■ What you will do ■
Tally the rows below that contain the string "foliage" and reply with only the resulting number.

■ Material provided ■
■ ■ ■ ■ ■

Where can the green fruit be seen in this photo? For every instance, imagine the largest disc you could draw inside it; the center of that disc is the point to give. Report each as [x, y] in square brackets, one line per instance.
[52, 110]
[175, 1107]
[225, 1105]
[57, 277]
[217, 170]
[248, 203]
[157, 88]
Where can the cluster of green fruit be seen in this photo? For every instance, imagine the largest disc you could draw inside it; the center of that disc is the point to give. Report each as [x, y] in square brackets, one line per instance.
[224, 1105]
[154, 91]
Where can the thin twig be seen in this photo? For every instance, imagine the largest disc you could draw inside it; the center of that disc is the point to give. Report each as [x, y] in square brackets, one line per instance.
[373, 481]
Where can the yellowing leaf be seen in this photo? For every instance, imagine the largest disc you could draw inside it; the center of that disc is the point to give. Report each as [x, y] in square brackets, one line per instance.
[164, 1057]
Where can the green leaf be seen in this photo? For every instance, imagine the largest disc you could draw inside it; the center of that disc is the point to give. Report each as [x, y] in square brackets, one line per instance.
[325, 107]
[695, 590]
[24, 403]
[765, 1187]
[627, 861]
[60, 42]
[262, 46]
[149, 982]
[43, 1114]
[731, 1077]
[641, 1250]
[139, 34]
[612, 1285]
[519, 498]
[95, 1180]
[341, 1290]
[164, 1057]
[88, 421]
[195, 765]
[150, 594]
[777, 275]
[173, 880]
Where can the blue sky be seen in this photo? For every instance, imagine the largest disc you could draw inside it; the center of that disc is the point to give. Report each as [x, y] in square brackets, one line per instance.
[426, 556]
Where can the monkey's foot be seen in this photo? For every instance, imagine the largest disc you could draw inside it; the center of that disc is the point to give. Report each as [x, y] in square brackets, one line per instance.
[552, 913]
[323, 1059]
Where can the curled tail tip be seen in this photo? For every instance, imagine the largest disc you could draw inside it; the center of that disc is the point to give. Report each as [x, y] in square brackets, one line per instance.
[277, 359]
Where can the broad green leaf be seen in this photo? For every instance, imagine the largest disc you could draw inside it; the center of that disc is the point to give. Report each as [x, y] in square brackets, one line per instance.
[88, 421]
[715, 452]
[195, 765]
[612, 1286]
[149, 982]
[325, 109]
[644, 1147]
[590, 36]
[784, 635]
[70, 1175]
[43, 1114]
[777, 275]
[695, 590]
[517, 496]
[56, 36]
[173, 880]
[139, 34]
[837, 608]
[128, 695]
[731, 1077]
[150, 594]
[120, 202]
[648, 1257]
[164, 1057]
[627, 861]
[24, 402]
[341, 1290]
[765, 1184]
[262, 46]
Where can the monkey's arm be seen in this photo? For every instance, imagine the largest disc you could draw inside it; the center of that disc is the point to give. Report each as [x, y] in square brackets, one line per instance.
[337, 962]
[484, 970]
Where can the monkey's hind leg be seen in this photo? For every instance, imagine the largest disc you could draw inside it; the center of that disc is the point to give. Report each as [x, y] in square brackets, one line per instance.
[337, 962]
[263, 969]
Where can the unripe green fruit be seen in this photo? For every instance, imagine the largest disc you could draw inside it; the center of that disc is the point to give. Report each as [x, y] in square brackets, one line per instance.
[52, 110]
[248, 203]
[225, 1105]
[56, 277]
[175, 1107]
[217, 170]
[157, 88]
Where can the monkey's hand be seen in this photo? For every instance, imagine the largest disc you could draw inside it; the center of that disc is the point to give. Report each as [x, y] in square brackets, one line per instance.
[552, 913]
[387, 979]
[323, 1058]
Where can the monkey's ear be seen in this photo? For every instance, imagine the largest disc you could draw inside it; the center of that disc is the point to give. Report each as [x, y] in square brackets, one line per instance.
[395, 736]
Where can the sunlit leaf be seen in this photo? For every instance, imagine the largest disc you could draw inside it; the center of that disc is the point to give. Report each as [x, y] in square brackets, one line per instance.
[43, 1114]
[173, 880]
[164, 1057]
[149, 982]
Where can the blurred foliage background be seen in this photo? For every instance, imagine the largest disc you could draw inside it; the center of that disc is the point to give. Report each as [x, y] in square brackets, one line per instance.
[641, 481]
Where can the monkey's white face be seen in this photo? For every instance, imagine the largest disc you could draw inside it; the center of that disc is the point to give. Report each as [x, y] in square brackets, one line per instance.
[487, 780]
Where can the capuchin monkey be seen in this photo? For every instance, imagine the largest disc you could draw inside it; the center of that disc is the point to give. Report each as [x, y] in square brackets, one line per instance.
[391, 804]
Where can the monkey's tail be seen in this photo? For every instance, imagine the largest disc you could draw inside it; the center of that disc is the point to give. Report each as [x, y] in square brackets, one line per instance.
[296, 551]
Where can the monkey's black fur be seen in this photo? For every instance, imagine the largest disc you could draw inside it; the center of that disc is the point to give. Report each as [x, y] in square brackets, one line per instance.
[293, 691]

■ ■ ■ ■ ■

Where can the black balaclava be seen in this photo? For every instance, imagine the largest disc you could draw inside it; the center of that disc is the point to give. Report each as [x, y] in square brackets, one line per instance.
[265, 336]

■ ■ ■ ■ ■

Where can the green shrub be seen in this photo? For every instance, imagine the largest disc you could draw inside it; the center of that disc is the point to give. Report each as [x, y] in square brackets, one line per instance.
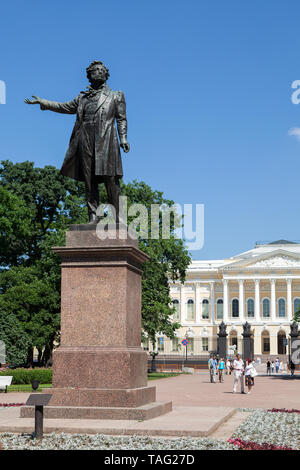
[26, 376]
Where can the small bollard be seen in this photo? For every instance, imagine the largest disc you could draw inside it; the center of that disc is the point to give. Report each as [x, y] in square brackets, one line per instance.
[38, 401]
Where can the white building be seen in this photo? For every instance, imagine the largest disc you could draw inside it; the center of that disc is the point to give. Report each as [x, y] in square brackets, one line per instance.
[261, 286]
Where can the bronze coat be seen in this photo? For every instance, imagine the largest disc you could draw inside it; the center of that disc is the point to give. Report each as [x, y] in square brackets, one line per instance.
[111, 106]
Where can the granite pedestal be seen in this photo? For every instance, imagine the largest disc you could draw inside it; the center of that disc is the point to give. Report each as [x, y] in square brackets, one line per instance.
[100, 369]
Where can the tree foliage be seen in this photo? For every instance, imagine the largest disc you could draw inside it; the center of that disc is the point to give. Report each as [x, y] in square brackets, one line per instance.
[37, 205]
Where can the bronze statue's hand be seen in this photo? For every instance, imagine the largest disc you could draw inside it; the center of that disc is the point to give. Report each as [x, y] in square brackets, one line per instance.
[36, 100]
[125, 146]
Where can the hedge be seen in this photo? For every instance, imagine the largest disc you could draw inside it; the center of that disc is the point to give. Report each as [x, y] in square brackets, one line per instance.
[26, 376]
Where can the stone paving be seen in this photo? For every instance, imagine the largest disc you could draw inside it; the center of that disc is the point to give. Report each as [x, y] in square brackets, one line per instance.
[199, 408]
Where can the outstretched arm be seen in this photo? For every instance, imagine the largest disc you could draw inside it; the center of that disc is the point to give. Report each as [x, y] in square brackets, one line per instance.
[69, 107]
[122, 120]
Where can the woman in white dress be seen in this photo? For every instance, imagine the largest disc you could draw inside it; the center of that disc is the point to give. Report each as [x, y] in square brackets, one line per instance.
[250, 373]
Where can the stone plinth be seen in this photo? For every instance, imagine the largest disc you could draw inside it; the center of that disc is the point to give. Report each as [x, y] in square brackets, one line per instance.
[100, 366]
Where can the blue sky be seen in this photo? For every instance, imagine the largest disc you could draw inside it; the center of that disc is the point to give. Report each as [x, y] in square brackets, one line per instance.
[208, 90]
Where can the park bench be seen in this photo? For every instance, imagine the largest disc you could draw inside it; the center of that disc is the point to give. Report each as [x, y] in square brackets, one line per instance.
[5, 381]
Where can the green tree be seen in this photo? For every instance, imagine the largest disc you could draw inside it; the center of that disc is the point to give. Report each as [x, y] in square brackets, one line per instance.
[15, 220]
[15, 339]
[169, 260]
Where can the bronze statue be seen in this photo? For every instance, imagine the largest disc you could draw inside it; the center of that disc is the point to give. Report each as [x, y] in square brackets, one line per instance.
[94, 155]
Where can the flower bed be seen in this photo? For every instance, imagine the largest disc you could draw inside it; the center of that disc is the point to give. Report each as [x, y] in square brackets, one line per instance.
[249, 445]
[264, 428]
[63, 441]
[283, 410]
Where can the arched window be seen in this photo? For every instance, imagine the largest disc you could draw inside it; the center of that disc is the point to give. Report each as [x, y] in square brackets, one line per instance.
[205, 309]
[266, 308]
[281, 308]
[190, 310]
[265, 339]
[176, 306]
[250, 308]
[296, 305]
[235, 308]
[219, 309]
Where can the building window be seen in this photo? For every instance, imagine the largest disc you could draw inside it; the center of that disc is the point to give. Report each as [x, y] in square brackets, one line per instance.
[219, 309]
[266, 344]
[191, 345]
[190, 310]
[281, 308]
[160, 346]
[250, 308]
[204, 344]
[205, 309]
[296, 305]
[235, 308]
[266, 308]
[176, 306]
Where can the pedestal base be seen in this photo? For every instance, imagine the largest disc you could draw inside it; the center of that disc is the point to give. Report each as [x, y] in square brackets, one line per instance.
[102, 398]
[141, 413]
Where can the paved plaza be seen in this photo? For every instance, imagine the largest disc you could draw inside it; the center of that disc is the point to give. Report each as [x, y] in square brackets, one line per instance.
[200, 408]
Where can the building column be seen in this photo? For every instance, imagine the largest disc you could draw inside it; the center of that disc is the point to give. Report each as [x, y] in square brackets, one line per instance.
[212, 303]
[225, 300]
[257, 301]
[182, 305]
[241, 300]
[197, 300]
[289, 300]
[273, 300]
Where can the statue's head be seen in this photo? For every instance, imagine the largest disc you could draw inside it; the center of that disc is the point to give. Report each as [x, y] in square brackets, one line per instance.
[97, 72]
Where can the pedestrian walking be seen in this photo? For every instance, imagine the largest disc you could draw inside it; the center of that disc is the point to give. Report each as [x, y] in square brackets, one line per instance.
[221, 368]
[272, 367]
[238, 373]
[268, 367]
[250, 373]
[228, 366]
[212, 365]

■ ■ ■ ■ ■

■ Task answer ■
2